▸ **Work to do**: Write out only the lines running from the one that contains "Thank you for the photo. Could you please annotate the work" to the end of the material, both ends included.

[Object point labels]

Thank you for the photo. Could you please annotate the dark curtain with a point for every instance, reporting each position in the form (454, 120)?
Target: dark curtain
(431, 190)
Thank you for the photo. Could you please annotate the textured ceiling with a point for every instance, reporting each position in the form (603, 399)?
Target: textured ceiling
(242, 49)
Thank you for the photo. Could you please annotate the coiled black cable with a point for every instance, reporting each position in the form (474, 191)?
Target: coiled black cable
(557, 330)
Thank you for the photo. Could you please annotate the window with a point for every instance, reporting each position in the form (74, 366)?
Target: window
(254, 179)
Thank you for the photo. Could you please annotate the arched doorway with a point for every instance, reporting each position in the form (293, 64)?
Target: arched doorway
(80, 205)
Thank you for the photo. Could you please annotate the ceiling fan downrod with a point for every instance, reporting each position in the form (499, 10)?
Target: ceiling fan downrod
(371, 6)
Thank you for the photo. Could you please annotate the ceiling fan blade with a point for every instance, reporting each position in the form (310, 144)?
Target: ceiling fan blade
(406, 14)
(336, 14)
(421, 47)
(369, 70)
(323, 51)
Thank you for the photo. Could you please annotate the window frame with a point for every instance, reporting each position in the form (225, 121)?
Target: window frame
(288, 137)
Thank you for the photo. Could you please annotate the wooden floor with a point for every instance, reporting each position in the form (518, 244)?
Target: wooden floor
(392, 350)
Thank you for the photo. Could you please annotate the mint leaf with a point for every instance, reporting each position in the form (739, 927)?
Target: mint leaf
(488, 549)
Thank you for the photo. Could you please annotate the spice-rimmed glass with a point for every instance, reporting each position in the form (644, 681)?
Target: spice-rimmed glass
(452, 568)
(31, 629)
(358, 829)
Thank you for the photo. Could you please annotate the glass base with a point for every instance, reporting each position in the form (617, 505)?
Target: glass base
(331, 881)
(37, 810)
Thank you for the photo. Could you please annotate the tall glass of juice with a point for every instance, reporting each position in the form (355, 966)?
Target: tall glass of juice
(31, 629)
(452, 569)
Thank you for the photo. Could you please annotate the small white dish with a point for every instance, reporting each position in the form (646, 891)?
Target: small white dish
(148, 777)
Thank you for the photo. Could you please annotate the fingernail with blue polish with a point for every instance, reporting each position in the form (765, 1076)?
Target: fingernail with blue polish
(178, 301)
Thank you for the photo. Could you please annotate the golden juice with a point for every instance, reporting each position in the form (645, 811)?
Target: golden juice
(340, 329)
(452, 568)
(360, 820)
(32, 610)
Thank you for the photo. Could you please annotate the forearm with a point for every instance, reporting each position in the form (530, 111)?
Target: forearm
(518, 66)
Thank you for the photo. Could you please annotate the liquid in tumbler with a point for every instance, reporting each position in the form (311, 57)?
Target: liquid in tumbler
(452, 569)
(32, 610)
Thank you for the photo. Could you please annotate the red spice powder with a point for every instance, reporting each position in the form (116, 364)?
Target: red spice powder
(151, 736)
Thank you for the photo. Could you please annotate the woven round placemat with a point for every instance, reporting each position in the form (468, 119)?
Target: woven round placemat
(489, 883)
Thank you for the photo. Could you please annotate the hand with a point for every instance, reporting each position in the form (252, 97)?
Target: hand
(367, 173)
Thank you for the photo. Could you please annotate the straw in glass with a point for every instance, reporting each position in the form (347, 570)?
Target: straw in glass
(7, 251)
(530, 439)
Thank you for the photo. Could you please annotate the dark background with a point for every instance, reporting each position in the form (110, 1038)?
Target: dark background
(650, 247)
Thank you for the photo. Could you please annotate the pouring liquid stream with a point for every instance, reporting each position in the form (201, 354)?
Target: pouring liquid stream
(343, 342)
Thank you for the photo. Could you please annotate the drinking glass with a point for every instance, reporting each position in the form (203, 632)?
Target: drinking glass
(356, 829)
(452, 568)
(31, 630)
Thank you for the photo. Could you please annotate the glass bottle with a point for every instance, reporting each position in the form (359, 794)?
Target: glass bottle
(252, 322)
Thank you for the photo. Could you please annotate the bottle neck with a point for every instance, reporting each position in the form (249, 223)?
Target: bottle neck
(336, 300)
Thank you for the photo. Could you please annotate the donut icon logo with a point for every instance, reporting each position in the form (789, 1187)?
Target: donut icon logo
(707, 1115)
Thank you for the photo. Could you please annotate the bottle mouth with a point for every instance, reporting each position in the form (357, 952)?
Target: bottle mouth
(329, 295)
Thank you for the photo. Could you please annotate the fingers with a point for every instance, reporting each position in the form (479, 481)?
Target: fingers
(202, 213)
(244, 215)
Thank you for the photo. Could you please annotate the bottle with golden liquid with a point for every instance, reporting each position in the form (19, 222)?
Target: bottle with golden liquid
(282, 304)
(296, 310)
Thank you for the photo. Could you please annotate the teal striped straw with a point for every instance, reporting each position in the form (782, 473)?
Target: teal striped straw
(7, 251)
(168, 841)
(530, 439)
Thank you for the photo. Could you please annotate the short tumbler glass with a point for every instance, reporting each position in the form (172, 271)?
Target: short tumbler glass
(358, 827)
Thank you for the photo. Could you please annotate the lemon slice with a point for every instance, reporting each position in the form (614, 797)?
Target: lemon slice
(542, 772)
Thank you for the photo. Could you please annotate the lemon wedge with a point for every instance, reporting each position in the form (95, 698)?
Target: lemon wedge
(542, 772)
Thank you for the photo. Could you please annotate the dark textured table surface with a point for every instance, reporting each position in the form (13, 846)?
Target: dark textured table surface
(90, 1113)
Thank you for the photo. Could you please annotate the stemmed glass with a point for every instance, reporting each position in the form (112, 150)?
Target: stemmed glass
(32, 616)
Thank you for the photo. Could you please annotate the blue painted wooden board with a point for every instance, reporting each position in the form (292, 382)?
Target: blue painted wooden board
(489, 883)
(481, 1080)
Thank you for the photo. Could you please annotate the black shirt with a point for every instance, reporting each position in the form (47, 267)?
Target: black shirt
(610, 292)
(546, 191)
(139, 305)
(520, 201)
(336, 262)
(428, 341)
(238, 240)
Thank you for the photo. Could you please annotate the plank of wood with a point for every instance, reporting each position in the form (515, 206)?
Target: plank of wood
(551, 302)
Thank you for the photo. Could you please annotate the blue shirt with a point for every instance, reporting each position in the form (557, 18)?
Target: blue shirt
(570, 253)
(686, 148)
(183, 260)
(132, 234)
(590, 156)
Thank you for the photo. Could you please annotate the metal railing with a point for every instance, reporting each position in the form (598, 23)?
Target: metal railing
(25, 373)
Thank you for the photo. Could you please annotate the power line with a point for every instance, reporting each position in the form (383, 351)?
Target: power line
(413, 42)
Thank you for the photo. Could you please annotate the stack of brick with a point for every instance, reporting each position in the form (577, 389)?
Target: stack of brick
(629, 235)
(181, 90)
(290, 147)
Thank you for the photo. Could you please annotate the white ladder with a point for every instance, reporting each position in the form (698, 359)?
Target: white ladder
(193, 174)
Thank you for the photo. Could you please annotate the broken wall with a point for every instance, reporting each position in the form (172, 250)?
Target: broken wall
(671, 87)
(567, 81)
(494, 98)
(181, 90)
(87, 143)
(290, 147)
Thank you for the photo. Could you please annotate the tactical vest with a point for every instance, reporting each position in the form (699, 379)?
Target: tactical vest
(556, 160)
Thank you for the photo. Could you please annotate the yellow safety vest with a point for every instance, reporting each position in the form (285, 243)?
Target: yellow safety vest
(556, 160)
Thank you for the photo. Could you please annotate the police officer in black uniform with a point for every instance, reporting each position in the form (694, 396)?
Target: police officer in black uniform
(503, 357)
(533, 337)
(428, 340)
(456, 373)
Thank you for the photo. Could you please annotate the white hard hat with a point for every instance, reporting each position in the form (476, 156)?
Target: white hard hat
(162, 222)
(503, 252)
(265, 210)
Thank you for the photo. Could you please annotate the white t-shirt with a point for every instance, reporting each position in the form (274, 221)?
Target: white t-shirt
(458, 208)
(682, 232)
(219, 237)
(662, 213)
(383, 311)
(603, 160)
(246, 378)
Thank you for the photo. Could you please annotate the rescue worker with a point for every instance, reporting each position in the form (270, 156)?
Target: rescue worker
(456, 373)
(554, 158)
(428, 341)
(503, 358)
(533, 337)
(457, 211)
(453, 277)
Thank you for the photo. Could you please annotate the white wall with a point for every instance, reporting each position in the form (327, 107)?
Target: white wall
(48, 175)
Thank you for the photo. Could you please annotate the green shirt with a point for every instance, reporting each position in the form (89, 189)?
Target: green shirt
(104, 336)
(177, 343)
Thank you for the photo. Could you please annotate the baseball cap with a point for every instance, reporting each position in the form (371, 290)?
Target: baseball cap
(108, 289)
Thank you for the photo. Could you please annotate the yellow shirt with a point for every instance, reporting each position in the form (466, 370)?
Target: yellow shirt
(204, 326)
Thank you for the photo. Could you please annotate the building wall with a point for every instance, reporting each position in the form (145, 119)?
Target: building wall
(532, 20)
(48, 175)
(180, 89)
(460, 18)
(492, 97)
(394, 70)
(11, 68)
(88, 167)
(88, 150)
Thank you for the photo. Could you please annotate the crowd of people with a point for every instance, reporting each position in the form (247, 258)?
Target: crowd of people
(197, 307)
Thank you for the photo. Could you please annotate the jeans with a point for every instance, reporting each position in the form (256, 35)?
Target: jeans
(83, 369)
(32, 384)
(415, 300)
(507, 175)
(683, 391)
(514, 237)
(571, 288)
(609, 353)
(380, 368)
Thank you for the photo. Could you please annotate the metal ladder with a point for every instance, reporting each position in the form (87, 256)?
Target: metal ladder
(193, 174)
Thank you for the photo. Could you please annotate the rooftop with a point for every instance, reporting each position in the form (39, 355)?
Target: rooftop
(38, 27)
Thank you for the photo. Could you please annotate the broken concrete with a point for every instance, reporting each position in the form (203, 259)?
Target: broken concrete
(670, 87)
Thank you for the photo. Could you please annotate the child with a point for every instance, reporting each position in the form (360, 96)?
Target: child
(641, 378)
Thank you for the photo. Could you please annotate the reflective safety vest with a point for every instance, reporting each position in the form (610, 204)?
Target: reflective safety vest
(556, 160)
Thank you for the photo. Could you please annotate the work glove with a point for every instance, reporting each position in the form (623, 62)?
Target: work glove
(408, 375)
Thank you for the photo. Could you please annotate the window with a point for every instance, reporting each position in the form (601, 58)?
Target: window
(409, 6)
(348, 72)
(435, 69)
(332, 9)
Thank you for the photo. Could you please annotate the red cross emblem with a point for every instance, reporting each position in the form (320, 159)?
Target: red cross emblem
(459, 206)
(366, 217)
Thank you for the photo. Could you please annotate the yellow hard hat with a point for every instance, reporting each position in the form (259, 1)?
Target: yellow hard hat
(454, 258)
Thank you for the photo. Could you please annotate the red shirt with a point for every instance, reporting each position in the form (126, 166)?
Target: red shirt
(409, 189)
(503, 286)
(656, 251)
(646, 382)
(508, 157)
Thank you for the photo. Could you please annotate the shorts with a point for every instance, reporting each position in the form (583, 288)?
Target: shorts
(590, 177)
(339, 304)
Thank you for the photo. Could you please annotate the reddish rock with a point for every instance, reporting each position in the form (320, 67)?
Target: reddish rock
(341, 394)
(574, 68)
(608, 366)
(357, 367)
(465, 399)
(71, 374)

▸ **Exercise response**:
Thank you for the photo. Could you please annotate the work glove with a point for every instance, reporting each position in the form (623, 62)?
Target: work glove
(408, 375)
Thank you for the photo. Could you please annotate the window with a point for every instance, reporting each position in the form (601, 58)?
Target: window
(409, 6)
(348, 72)
(435, 69)
(332, 9)
Thank you for the photo. Could you please annotate the red cross emblem with a point for every instance, reporting each position in the form (320, 159)?
Target: red cross emblem
(459, 206)
(366, 217)
Thank you for the photo. Could you please annotate the yellow hard hat with a point for every instance, reporting each position in the form (259, 1)?
Target: yellow hard hat
(454, 258)
Thank you for the photo. Could you please annotate the red shirt with a point for every instance, reporting each position in the form (126, 166)?
Target: red shirt
(409, 189)
(503, 286)
(656, 251)
(646, 382)
(508, 157)
Thank you for the photo. Could you please annotate the shorts with a point for every instance, reporting each position in the form (583, 288)?
Target: shorts
(590, 177)
(339, 304)
Thank you for the photo. Could you please annotate the reddish rock with a point for every instance, reporting each position in the form (320, 67)?
Target: reddish rock
(341, 394)
(574, 68)
(608, 366)
(357, 367)
(465, 399)
(71, 374)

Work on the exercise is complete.